* [What you need to do]
**a)** Copy the passage of the Cory Lidle crash article between "Building Damaged In" and "the small plane.", inclusive, character for character.
**b)** For each statement below, answer yes or no according to the Cory Lidle crash article, and quote the words of the article that decide it.
(i) About 100 of the Belaire building's 137 apartments had smoke or water damage.
(ii) Melanie Lidle won her suit against Metropolitan Life Insurance Company for an accidental death benefit.
(iii) The FAA's ban on planes in the East River corridor has since been lifted.
— start Text excerpt —
Building Damaged In 2006 Manhattan CFIT Accident Nearly Repaired

Thursday Marks One-Year Anniversary Of Cory Lidle Crash

It was a high-profile accident, that sent ripple effects throughout New York, the nation, and the general aviation community. Thursday marks the one-year anniversary of the fatal building collision that killed New York Yankees pitcher Cory Lidle, and flight instructor Tyler Stanger... and crews are still working to repair the damage caused by the small plane.

"We’re coming down the home stretch," condominium board co-president Jay W. Dankner told the New York Times, speaking of repairs to the 40th floor of the Belaire building in Upper Manhattan.

Those repairs include new walls, replacement windows, and a new front door. In all, about 100 of the building's 137 apartments experienced smoke or water damage from the accident, and resulting firefighting efforts.

As ANN reported, Lidle's Cirrus SR20 impacted the Belaire at approximately 1500 EDT on October 11, 2006. Investigators with the NTSB later determined the plane struck the building while attempting a 180-degree inside limited airspace; the Board determined  the plane did not bank aggressively enough to complete the turn.

There remain several unresolved lawsuits pertaining to the crash. Plantiffs include a prominent celebrity dentist who lived in the building, and Lidle's widow, Melanie; she is also a defendant in a suit filed by another building resident, as is Stanger's widow, alleging their husbands showed "negligence, carelessness and recklessness."

Other parties involved in lawsuits stemming from the accident include Metropolitan Life Insurance Company -- which Melanie Lidle unsuccessfully sued to collect an accidental death benefit on her husband -- and Cirrus Design.

In the days following the accident, the FAA banned planes from the East River corridor in New York, unless the pilot was in contact with air traffic control. Previously, planes flying below 1,100 feet were allowed to fly without contacting ATC; the ban remains in place today.
— end Text excerpt —
— start Data —
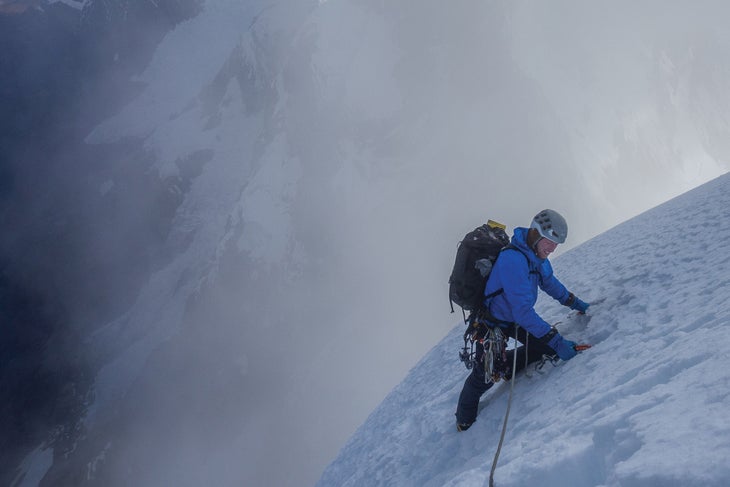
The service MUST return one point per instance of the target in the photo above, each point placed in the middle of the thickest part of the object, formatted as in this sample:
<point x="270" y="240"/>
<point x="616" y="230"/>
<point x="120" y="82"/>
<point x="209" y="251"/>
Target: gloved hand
<point x="575" y="303"/>
<point x="564" y="348"/>
<point x="579" y="305"/>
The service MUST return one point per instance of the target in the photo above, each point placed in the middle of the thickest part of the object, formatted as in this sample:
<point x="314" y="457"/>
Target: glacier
<point x="318" y="162"/>
<point x="645" y="406"/>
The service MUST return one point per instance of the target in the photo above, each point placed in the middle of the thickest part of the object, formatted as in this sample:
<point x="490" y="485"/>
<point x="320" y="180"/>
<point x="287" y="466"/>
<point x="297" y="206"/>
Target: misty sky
<point x="295" y="180"/>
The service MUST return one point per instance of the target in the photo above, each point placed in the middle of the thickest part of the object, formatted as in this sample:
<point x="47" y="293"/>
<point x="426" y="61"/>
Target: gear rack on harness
<point x="480" y="332"/>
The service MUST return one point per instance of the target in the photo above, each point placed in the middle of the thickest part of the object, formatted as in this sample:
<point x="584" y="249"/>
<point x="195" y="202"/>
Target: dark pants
<point x="475" y="385"/>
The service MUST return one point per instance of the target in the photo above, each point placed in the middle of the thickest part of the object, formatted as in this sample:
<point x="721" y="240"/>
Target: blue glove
<point x="576" y="304"/>
<point x="564" y="348"/>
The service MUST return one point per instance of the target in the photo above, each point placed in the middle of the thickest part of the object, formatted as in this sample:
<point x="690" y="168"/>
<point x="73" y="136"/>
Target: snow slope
<point x="647" y="405"/>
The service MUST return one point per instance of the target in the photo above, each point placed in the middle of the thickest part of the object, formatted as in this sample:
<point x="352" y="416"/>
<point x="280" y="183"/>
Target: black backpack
<point x="474" y="259"/>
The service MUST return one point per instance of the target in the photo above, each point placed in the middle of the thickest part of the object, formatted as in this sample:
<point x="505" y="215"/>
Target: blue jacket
<point x="519" y="273"/>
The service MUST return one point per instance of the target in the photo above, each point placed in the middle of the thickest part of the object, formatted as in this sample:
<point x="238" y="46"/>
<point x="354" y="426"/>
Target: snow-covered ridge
<point x="646" y="406"/>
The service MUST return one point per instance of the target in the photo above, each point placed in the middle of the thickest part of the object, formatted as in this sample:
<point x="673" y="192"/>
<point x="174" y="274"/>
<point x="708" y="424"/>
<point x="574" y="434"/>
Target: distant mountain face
<point x="62" y="70"/>
<point x="269" y="195"/>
— end Data —
* [Answer set]
**a)**
Building Damaged In 2006 Manhattan CFIT Accident Nearly Repaired

Thursday Marks One-Year Anniversary Of Cory Lidle Crash

It was a high-profile accident, that sent ripple effects throughout New York, the nation, and the general aviation community. Thursday marks the one-year anniversary of the fatal building collision that killed New York Yankees pitcher Cory Lidle, and flight instructor Tyler Stanger... and crews are still working to repair the damage caused by the small plane.

**b)**
(i) Yes: "about 100 of the building's 137 apartments experienced smoke or water damage from the accident, and resulting firefighting efforts."
(ii) No: "which Melanie Lidle unsuccessfully sued to collect an accidental death benefit on her husband"
(iii) No: "the ban remains in place today."